The task »
Reproduce the entries below verbatim, starting at the line that contains "Could you mark every instance of the person" and ending with the final line of the entries.

Given data »

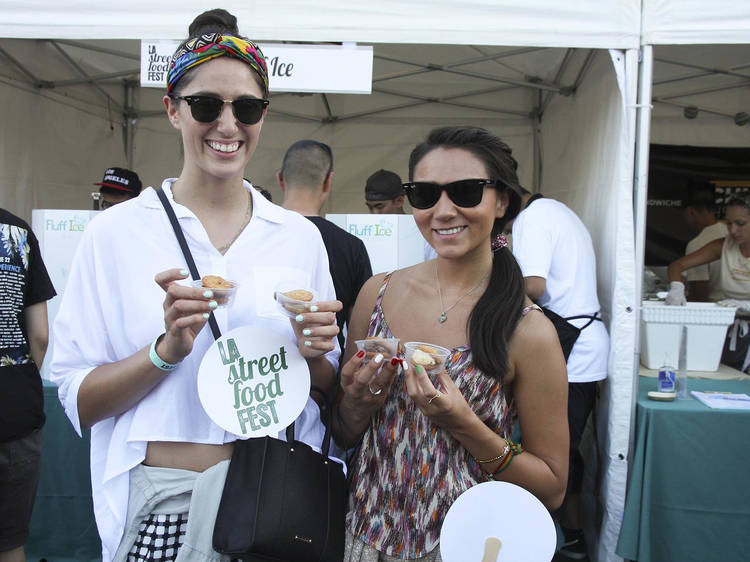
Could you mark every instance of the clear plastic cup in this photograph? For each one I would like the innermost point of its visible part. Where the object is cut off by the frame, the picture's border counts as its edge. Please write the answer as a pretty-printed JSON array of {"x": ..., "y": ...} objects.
[
  {"x": 286, "y": 296},
  {"x": 430, "y": 356},
  {"x": 224, "y": 296},
  {"x": 372, "y": 346}
]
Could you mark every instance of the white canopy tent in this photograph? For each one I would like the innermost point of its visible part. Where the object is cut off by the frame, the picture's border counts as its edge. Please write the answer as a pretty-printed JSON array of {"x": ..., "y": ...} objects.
[{"x": 557, "y": 82}]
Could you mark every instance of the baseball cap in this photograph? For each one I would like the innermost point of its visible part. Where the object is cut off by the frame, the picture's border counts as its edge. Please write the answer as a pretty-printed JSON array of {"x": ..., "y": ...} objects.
[
  {"x": 121, "y": 179},
  {"x": 383, "y": 185}
]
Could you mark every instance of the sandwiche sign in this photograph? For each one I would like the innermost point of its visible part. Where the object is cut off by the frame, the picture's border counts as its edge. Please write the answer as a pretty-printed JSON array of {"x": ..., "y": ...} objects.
[{"x": 328, "y": 69}]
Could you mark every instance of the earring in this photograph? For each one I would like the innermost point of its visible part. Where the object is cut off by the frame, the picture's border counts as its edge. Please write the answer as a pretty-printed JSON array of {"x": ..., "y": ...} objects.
[{"x": 498, "y": 241}]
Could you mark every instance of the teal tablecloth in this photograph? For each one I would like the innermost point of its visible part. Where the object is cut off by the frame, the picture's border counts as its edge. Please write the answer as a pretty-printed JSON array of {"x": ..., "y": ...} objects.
[
  {"x": 688, "y": 496},
  {"x": 62, "y": 524}
]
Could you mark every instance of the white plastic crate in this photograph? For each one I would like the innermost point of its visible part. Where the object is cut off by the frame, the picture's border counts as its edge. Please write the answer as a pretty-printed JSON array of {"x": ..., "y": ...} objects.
[{"x": 661, "y": 328}]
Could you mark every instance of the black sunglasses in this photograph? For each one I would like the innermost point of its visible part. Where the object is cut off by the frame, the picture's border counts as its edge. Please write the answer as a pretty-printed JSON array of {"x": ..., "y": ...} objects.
[
  {"x": 206, "y": 109},
  {"x": 464, "y": 193}
]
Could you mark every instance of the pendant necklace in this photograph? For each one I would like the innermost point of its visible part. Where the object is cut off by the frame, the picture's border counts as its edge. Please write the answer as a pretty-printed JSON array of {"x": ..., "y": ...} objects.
[
  {"x": 248, "y": 214},
  {"x": 444, "y": 311}
]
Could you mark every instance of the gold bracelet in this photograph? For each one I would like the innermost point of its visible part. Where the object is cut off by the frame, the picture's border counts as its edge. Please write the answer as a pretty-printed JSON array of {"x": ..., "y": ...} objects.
[{"x": 502, "y": 455}]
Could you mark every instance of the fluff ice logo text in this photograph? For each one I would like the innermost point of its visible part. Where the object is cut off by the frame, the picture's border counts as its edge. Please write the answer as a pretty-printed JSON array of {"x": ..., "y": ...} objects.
[{"x": 383, "y": 228}]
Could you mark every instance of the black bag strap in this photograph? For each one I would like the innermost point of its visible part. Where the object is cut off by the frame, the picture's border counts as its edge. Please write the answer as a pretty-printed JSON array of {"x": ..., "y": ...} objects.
[
  {"x": 186, "y": 252},
  {"x": 591, "y": 318}
]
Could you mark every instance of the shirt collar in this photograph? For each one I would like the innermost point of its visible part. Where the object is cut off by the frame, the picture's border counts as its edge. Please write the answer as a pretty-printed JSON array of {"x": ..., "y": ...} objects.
[{"x": 262, "y": 207}]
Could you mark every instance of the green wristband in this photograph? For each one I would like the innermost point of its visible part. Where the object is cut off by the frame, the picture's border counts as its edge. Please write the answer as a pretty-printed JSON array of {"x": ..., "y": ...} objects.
[{"x": 158, "y": 362}]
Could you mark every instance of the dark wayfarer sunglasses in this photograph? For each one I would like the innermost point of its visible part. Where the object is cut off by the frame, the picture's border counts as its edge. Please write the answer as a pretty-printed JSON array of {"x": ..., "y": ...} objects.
[
  {"x": 206, "y": 109},
  {"x": 464, "y": 193}
]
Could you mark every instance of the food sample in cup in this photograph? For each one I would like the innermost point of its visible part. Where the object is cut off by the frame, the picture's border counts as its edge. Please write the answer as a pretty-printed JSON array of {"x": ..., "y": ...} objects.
[
  {"x": 294, "y": 299},
  {"x": 223, "y": 289},
  {"x": 428, "y": 355},
  {"x": 388, "y": 347}
]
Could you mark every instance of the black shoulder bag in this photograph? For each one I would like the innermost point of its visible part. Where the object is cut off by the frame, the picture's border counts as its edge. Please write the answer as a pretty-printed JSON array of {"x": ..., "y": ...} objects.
[
  {"x": 568, "y": 333},
  {"x": 282, "y": 501}
]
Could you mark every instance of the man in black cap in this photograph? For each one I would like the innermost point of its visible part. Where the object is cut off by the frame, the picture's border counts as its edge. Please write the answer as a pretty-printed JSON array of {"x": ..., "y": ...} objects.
[
  {"x": 118, "y": 185},
  {"x": 384, "y": 194},
  {"x": 305, "y": 178}
]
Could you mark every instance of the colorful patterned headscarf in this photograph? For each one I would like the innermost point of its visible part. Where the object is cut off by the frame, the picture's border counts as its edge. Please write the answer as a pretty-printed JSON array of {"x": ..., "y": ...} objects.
[{"x": 211, "y": 45}]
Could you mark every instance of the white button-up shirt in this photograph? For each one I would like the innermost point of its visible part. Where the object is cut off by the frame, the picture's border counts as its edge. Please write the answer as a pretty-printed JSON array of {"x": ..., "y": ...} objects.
[{"x": 112, "y": 308}]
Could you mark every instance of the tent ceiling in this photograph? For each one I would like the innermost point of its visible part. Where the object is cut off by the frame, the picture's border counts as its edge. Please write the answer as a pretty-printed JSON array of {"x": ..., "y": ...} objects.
[
  {"x": 418, "y": 81},
  {"x": 713, "y": 79}
]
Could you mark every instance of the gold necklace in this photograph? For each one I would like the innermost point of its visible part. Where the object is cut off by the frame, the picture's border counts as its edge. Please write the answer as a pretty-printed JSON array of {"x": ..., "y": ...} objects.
[
  {"x": 444, "y": 311},
  {"x": 248, "y": 214}
]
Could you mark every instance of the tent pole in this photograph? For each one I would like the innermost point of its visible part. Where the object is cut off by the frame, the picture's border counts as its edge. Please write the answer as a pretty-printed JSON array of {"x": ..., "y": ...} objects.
[
  {"x": 536, "y": 179},
  {"x": 129, "y": 114},
  {"x": 640, "y": 200}
]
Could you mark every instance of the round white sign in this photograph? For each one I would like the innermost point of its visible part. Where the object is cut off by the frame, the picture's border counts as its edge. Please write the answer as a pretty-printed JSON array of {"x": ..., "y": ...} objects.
[
  {"x": 497, "y": 521},
  {"x": 253, "y": 381}
]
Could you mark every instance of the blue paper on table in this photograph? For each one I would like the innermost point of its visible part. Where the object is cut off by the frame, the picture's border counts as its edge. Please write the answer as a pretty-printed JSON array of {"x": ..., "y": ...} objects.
[{"x": 723, "y": 400}]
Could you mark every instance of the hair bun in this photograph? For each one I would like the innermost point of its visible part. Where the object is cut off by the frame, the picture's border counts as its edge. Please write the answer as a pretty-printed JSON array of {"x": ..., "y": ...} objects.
[{"x": 217, "y": 20}]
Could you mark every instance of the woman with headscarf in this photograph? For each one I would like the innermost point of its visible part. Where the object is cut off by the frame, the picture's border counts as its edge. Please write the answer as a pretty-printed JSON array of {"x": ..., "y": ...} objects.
[{"x": 127, "y": 356}]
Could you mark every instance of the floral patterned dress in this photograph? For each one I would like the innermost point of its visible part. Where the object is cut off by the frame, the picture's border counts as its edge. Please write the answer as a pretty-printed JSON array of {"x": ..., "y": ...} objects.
[{"x": 409, "y": 471}]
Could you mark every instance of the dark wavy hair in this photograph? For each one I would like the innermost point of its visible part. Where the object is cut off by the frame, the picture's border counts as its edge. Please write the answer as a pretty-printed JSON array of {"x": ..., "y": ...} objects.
[{"x": 496, "y": 314}]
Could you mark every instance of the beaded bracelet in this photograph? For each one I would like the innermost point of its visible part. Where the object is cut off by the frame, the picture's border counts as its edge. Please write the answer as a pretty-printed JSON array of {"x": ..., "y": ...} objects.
[
  {"x": 502, "y": 455},
  {"x": 515, "y": 449},
  {"x": 158, "y": 362}
]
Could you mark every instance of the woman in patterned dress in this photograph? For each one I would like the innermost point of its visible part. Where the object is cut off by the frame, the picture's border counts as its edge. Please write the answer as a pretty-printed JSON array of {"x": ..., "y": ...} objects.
[{"x": 423, "y": 441}]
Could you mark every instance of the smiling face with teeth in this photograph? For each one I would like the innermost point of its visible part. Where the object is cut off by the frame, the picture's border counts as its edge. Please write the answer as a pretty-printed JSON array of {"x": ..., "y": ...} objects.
[
  {"x": 220, "y": 149},
  {"x": 453, "y": 231}
]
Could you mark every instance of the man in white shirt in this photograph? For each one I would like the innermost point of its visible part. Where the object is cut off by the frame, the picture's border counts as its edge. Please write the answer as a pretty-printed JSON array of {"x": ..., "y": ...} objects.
[
  {"x": 699, "y": 212},
  {"x": 556, "y": 256}
]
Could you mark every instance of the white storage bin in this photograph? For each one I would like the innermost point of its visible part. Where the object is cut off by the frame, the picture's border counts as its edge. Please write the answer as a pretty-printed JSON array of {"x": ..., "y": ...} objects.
[{"x": 661, "y": 328}]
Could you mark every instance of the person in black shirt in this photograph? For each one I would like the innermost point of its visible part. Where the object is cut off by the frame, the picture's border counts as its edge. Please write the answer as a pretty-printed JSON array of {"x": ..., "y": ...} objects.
[
  {"x": 305, "y": 178},
  {"x": 25, "y": 287}
]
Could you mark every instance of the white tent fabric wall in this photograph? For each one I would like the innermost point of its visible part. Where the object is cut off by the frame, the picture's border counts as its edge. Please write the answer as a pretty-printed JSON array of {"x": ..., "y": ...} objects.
[
  {"x": 694, "y": 22},
  {"x": 51, "y": 152},
  {"x": 588, "y": 164}
]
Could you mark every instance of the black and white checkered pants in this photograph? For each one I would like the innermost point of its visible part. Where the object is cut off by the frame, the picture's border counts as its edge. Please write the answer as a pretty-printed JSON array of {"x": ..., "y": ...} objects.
[{"x": 159, "y": 538}]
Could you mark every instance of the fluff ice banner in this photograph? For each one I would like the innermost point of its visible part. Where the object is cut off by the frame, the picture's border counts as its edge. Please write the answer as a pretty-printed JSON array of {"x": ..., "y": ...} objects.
[{"x": 253, "y": 381}]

Answer to this task »
Could you mark every instance of the person in black shirt in this photograph? For each one I would like the innermost point of its visible part. Where the object is cut off by the frame, the picture's border counts as its edge. Please write the answer as a pretty-printed JSON array of {"x": ..., "y": ...} objects.
[
  {"x": 305, "y": 178},
  {"x": 25, "y": 287}
]
Could you mark every instance of the white tent fabric wall in this photograph? For each one I would like the innermost point of its visible part. Where the object is cut off by the frame, the picture's border counts as its edge. Please write the answer as a pretty-printed JSON array of {"x": ..., "y": ...} objects.
[
  {"x": 694, "y": 22},
  {"x": 51, "y": 152},
  {"x": 588, "y": 164}
]
Could you mark every instance of the black and white checkered pants in this photograph? For each one I would like the innermost point of its visible part. Where the object is cut off by the frame, the picture's border counts as its edge. Please write the answer as a pretty-printed JSON array of {"x": ..., "y": ...} objects.
[{"x": 159, "y": 538}]
Could you mark every instance of the fluff ice banner in this photograph? For each one I would like the innermost point of its visible part. Where the object is cut off by the frame, the picture's border counts as its edge. Please write the answer as a pretty-printed JSON array of {"x": ..., "y": ...} objects.
[{"x": 253, "y": 381}]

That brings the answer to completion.